(Collection entries)
----
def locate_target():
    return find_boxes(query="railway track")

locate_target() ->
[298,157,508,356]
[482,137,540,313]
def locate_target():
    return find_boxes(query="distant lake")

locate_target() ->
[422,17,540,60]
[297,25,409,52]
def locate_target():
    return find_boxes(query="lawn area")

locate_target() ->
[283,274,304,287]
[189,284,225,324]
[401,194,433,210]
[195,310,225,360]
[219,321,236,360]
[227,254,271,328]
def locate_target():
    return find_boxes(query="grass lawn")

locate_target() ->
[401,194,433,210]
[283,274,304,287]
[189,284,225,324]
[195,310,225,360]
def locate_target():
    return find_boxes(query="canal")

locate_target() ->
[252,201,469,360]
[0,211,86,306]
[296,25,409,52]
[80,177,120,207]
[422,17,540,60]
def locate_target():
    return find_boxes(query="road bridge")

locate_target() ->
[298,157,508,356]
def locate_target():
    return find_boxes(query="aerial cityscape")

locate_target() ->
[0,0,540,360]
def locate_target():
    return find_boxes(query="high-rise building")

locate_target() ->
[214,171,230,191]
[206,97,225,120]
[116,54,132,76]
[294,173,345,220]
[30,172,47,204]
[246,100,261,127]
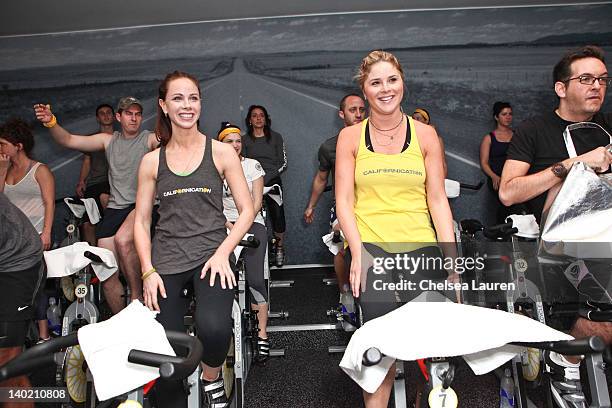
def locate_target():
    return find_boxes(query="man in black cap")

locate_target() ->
[34,96,158,313]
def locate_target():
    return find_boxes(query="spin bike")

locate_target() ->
[461,220,612,408]
[362,336,609,408]
[0,331,202,408]
[182,236,260,408]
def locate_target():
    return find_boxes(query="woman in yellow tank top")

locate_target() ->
[336,51,455,407]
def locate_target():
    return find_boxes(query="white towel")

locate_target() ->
[43,242,118,281]
[506,214,540,238]
[64,197,100,224]
[321,231,344,255]
[78,300,175,401]
[264,184,283,206]
[340,301,572,393]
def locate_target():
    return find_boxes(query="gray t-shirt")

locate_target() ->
[106,130,151,209]
[0,192,42,272]
[85,151,108,187]
[242,130,287,186]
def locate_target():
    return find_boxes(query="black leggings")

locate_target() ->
[244,222,268,305]
[156,259,235,408]
[264,177,287,234]
[344,243,456,322]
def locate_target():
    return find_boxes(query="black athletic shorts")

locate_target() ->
[96,204,136,239]
[0,320,31,349]
[0,259,45,322]
[83,181,110,214]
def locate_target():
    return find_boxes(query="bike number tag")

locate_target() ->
[428,385,459,408]
[514,258,529,273]
[74,283,87,299]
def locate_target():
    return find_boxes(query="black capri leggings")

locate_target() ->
[345,243,456,322]
[156,257,235,408]
[264,177,287,234]
[244,222,268,305]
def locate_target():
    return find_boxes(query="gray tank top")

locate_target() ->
[106,130,151,209]
[152,137,227,274]
[87,151,108,187]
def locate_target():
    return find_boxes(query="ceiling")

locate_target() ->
[0,0,610,37]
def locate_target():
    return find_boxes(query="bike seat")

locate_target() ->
[459,219,483,235]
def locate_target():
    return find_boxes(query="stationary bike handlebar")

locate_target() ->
[482,221,518,239]
[0,331,202,381]
[459,179,484,190]
[0,332,79,381]
[238,235,259,248]
[83,251,104,263]
[128,331,203,379]
[361,336,606,367]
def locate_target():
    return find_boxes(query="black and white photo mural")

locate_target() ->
[0,4,612,264]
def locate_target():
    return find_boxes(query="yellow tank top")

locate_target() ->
[355,117,436,252]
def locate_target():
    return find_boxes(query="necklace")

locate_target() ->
[370,114,404,132]
[370,115,404,147]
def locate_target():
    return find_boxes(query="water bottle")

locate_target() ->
[499,368,514,408]
[47,297,62,336]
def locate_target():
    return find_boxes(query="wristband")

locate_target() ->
[43,114,57,128]
[142,268,157,282]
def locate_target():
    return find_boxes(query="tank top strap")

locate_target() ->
[204,136,214,165]
[157,146,169,175]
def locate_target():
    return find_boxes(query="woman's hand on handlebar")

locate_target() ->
[349,248,374,297]
[200,252,236,289]
[40,231,51,251]
[142,272,166,312]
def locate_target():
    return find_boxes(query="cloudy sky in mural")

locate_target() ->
[0,5,612,70]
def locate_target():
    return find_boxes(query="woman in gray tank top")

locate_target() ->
[134,71,255,407]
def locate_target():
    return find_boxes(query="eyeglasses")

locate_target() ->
[566,75,612,86]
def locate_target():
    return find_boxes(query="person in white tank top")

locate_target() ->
[0,118,55,340]
[0,119,55,250]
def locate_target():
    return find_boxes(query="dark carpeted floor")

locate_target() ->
[27,268,612,408]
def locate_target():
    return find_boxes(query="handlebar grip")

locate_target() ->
[459,179,484,190]
[482,221,518,239]
[0,332,79,381]
[512,336,606,356]
[83,251,104,263]
[238,235,259,248]
[128,331,203,379]
[362,347,383,367]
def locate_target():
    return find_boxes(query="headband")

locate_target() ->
[217,126,240,142]
[413,108,429,124]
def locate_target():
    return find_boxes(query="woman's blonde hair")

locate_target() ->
[355,50,404,89]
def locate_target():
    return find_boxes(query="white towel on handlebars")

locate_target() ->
[64,197,100,224]
[340,301,573,393]
[78,300,176,401]
[43,242,118,281]
[506,214,540,239]
[264,184,283,206]
[321,231,344,255]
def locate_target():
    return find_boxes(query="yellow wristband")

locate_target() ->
[43,114,57,128]
[142,268,157,282]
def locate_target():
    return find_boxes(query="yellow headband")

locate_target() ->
[413,108,429,124]
[218,126,240,142]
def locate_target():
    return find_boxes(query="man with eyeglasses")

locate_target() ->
[499,46,612,408]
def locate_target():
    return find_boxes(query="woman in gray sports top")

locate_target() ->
[134,71,255,407]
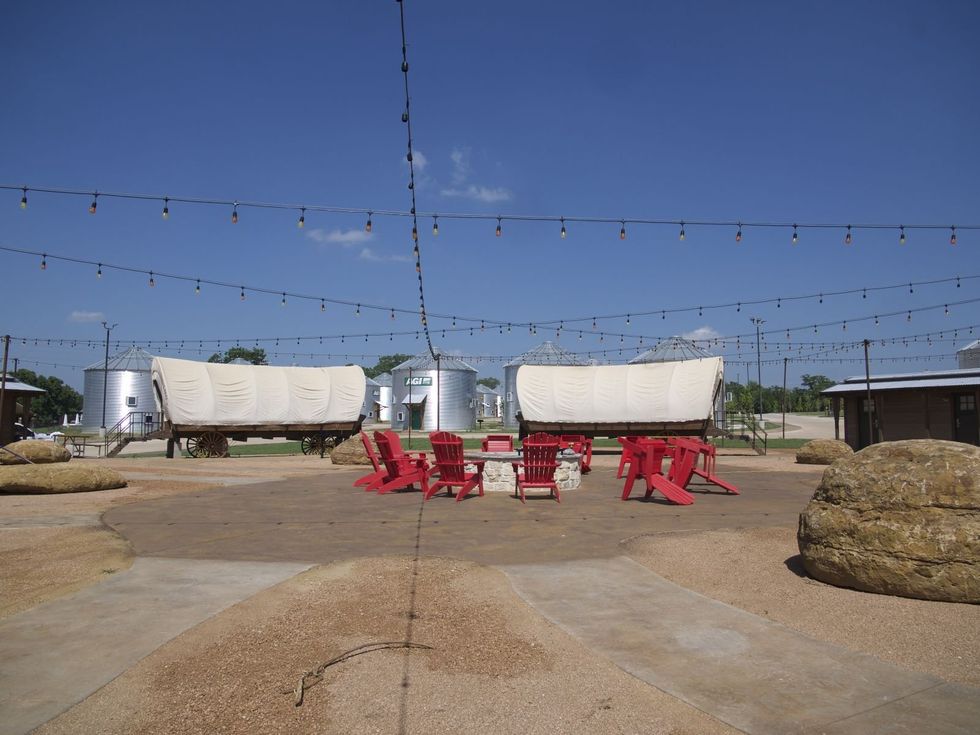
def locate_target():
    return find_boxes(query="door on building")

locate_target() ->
[858,398,878,449]
[409,403,425,431]
[953,393,980,444]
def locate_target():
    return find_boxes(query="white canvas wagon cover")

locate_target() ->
[517,357,723,424]
[150,357,365,426]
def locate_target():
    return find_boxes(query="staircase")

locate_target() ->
[105,411,169,457]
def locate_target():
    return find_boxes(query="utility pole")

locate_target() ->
[99,322,119,439]
[749,316,766,428]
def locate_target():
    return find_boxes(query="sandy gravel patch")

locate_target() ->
[37,557,737,735]
[624,528,980,686]
[0,527,132,618]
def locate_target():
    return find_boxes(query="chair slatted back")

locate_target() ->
[483,434,514,452]
[522,434,558,483]
[429,431,467,482]
[361,431,381,471]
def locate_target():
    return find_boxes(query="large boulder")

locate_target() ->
[0,439,71,464]
[0,462,126,494]
[796,439,854,464]
[797,439,980,603]
[330,434,371,464]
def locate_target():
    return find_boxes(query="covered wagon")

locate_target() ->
[517,357,724,438]
[151,357,365,457]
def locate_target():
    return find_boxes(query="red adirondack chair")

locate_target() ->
[674,439,740,495]
[514,434,561,503]
[354,431,388,492]
[374,431,429,495]
[483,434,514,452]
[425,431,484,503]
[617,436,694,505]
[559,434,592,474]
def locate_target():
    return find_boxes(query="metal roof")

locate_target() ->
[3,375,47,393]
[85,345,153,373]
[821,368,980,395]
[628,337,712,365]
[392,349,478,373]
[504,340,588,367]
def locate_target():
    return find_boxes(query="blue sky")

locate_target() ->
[0,0,980,387]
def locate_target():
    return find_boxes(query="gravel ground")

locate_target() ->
[36,557,737,735]
[624,528,980,687]
[0,526,132,618]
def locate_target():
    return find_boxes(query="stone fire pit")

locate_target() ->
[463,452,582,493]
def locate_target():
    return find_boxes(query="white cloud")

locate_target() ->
[306,227,374,248]
[361,248,411,263]
[68,311,105,324]
[439,148,512,204]
[439,184,511,204]
[681,327,721,341]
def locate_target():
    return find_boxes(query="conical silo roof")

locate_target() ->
[85,345,153,373]
[392,349,479,373]
[629,337,712,365]
[504,340,588,368]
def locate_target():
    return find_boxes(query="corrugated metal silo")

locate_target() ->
[503,340,588,429]
[391,352,477,431]
[82,347,157,430]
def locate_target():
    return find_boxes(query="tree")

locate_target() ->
[11,370,82,426]
[208,347,269,365]
[364,353,412,378]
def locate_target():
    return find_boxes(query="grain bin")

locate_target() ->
[956,339,980,369]
[504,340,588,429]
[82,346,157,430]
[391,351,476,431]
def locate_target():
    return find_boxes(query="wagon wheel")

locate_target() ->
[187,431,228,457]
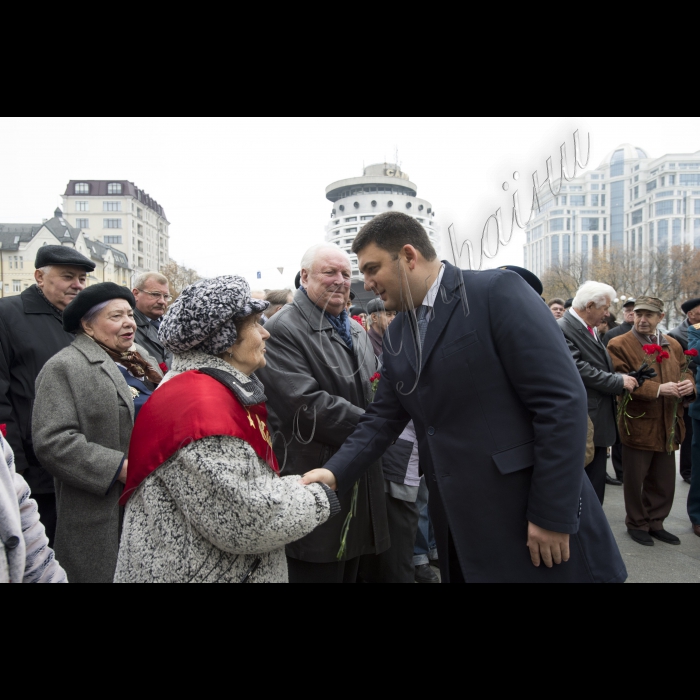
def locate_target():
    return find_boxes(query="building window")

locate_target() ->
[656,201,673,216]
[673,219,683,246]
[549,219,564,231]
[658,220,668,250]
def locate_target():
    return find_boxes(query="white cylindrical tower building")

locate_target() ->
[326,163,440,277]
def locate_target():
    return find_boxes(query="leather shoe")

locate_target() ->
[416,564,440,583]
[628,530,654,547]
[649,530,681,547]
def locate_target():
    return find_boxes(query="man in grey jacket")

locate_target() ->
[557,282,639,504]
[133,272,173,374]
[257,245,390,583]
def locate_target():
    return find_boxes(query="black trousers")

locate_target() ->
[287,557,360,583]
[586,447,608,505]
[359,494,420,584]
[681,408,693,481]
[612,443,625,481]
[32,493,58,549]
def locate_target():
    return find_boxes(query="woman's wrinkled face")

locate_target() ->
[230,314,270,376]
[83,299,136,353]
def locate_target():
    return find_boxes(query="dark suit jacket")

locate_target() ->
[134,309,173,369]
[0,285,75,494]
[558,311,625,447]
[326,263,627,583]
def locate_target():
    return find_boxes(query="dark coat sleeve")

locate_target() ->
[566,339,625,396]
[0,318,29,474]
[257,314,364,447]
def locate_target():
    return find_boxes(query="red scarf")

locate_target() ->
[120,371,280,506]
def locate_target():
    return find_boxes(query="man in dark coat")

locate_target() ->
[669,299,700,484]
[602,299,637,486]
[133,272,173,373]
[558,282,638,504]
[0,246,95,547]
[304,212,627,583]
[256,245,388,583]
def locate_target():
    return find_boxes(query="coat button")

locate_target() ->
[5,537,19,551]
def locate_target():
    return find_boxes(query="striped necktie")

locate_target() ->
[416,306,430,347]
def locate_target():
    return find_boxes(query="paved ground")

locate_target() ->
[605,463,700,583]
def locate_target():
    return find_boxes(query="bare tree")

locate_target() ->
[161,260,202,299]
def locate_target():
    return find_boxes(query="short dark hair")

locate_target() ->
[352,211,437,262]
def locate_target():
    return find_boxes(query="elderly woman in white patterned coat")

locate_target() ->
[115,277,340,583]
[0,425,66,583]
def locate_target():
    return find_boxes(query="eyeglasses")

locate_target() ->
[139,289,173,304]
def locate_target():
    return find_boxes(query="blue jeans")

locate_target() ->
[413,477,438,566]
[688,418,700,525]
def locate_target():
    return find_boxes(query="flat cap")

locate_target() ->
[159,275,270,356]
[634,297,666,314]
[681,299,700,315]
[500,265,544,296]
[63,282,136,333]
[34,245,96,272]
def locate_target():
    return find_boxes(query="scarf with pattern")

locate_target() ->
[93,338,163,386]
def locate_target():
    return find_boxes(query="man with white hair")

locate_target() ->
[257,244,390,583]
[0,245,95,546]
[132,272,173,374]
[558,282,639,504]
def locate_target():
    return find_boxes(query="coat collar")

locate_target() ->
[73,333,135,421]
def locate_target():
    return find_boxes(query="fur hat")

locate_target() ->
[159,276,270,355]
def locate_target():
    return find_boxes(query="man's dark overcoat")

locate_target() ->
[134,309,173,369]
[0,286,75,495]
[256,291,390,564]
[326,263,627,583]
[558,311,624,447]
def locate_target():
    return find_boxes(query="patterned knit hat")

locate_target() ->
[159,276,270,355]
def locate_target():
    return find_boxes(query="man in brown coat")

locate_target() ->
[608,297,695,547]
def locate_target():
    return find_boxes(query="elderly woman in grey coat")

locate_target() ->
[0,425,66,583]
[33,283,162,583]
[115,277,340,583]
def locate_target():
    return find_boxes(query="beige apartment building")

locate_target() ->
[63,180,170,272]
[0,209,133,298]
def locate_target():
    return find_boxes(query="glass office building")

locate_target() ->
[525,144,700,275]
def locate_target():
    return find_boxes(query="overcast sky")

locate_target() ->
[0,117,700,288]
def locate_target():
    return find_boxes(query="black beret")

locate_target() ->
[63,282,136,333]
[681,299,700,316]
[501,265,544,296]
[34,245,96,272]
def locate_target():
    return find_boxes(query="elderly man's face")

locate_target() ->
[301,250,352,316]
[634,309,666,335]
[34,265,87,311]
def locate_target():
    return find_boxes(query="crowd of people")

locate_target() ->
[0,213,700,584]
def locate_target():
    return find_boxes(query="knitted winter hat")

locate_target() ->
[159,276,270,355]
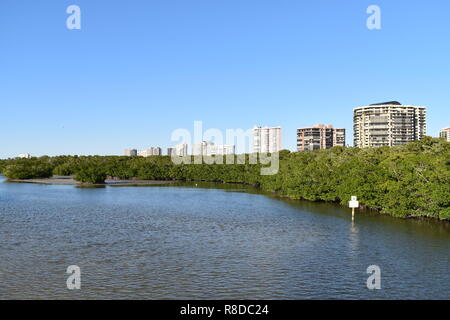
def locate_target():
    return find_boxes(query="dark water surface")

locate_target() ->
[0,177,450,299]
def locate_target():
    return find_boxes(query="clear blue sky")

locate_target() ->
[0,0,450,158]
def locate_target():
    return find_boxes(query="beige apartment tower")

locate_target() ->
[439,127,450,142]
[297,124,345,151]
[353,101,427,148]
[253,127,281,153]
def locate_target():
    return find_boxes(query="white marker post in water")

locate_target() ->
[348,196,359,221]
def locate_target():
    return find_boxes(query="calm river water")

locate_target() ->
[0,177,450,299]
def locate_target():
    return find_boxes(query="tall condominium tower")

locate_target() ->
[439,127,450,142]
[353,101,427,148]
[137,147,162,157]
[167,147,177,156]
[253,127,281,153]
[297,124,345,151]
[123,149,137,156]
[175,143,188,156]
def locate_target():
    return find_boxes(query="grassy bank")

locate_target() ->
[0,138,450,220]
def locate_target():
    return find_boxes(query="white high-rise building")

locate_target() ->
[253,127,281,153]
[353,101,427,148]
[175,143,188,157]
[439,127,450,142]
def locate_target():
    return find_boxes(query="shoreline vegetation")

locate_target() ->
[0,137,450,221]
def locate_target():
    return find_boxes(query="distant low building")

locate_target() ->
[297,124,345,151]
[123,149,137,157]
[439,127,450,142]
[175,143,188,157]
[167,147,177,157]
[17,153,31,159]
[141,147,162,157]
[192,141,235,156]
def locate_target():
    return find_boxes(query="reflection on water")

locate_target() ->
[0,175,450,299]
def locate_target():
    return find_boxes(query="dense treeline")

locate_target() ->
[0,137,450,219]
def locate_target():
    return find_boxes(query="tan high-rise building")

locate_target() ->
[253,127,281,153]
[123,149,137,157]
[297,124,345,151]
[353,101,427,148]
[439,127,450,142]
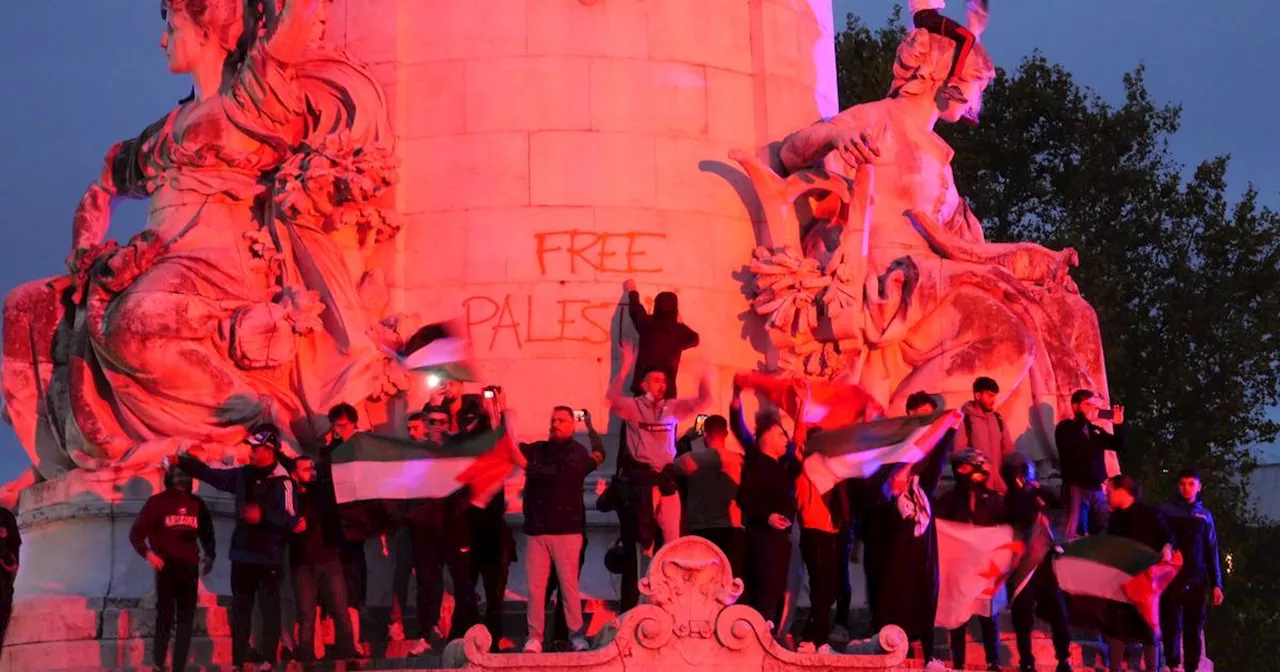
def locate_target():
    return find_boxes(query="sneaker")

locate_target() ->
[408,639,431,655]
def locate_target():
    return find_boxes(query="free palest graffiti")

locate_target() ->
[461,229,667,352]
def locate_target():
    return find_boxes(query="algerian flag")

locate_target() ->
[1053,534,1181,636]
[401,323,476,380]
[330,428,513,504]
[804,410,964,494]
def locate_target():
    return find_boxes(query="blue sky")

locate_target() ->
[0,0,1280,479]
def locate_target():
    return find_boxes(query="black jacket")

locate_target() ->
[627,292,698,399]
[1053,417,1124,490]
[520,439,595,536]
[129,488,216,566]
[1160,497,1222,588]
[1107,502,1174,550]
[178,456,298,564]
[933,484,1009,527]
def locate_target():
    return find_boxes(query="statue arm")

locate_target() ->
[266,0,325,63]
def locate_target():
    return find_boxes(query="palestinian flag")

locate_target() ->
[934,520,1024,630]
[399,323,476,380]
[804,410,964,494]
[733,372,884,429]
[1053,534,1183,639]
[330,428,516,506]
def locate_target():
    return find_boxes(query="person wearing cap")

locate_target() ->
[933,445,1009,669]
[129,467,216,669]
[177,422,300,669]
[955,376,1014,494]
[1053,389,1124,541]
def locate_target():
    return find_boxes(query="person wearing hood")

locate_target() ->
[933,445,1009,669]
[955,376,1014,494]
[177,422,298,669]
[625,280,698,399]
[1160,468,1224,669]
[129,467,218,669]
[1000,453,1071,672]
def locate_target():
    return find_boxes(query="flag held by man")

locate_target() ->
[804,410,963,494]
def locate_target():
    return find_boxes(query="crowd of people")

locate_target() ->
[117,285,1222,671]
----
**What needs to be done:**
Please rewrite the material as a JSON list of strings, one string per line, from its first line through the line that contains "[83,181,110,214]". Skip blank lines and leave the pictures out.

**Output for this task:**
[
  "def locate_target():",
  "    return find_boxes(query=\"railway track\")",
  "locate_target() ->",
  "[298,157,508,356]",
  "[482,137,540,313]",
  "def locate_target():",
  "    return find_boxes(query=\"distant lake\")",
  "locate_target() ->",
  "[422,17,540,60]",
  "[297,25,409,52]",
  "def locate_target():",
  "    return find_boxes(query=\"lawn area\")",
  "locate_target() ->",
  "[283,274,304,287]",
  "[189,284,225,324]",
  "[401,194,433,210]",
  "[195,310,225,360]",
  "[219,321,236,360]",
  "[227,254,271,328]",
  "def locate_target():",
  "    return find_boxes(query=\"grass lawn\")",
  "locate_target() ->",
  "[401,194,433,210]",
  "[283,274,304,287]",
  "[189,284,225,324]",
  "[195,310,225,360]",
  "def locate_target():",
  "    return find_boxes(query=\"canal\")",
  "locate_target() ->",
  "[252,201,469,360]",
  "[0,211,86,306]",
  "[296,25,409,52]",
  "[80,177,120,207]",
  "[422,17,540,60]",
  "def locate_target():",
  "    return find_boxes(query=\"road bridge\")",
  "locate_target() ->",
  "[298,157,508,356]",
  "def locate_target():",
  "    return find_boxes(query=\"aerial cityscape\")",
  "locate_target() ->",
  "[0,0,540,360]",
  "def locate_target():",
  "    return find_boxes(query=\"high-rise building\")",
  "locate_target() ->",
  "[214,171,230,191]",
  "[206,97,225,120]",
  "[116,54,132,76]",
  "[294,173,345,220]",
  "[30,172,47,204]",
  "[246,100,261,127]",
  "def locate_target():",
  "    return find_boxes(query=\"man in black cap\")",
  "locate_target() ->",
  "[34,96,158,313]",
  "def locate_target():",
  "    return find_boxes(query=\"spin bike\")",
  "locate_target() ->",
  "[461,220,612,408]",
  "[362,336,609,408]",
  "[0,331,202,408]",
  "[182,236,260,408]",
  "def locate_target():",
  "    return find_boxes(query=\"woman in yellow tank top\")",
  "locate_target() ->",
  "[336,51,455,407]",
  "def locate_target():",
  "    return find_boxes(query=\"white towel\")",
  "locate_target() ->",
  "[43,242,118,281]",
  "[506,214,540,238]",
  "[64,197,100,224]",
  "[321,231,344,255]",
  "[78,300,175,401]",
  "[264,184,283,206]",
  "[340,301,572,393]",
  "def locate_target():",
  "    return find_boxes(query=\"gray t-shirt\")",
  "locate_target() ->",
  "[106,130,151,209]",
  "[0,192,42,272]",
  "[85,151,108,187]",
  "[242,130,287,186]",
  "def locate_target():",
  "    return find_boxes(query=\"black leggings\")",
  "locate_target() ->",
  "[244,222,268,305]",
  "[156,259,235,408]",
  "[264,177,287,234]",
  "[344,243,456,322]",
  "def locate_target():",
  "    return find_boxes(query=\"black athletic shorts\")",
  "locate_target() ->",
  "[96,204,136,239]",
  "[0,320,31,349]",
  "[0,259,45,322]",
  "[83,181,110,214]"
]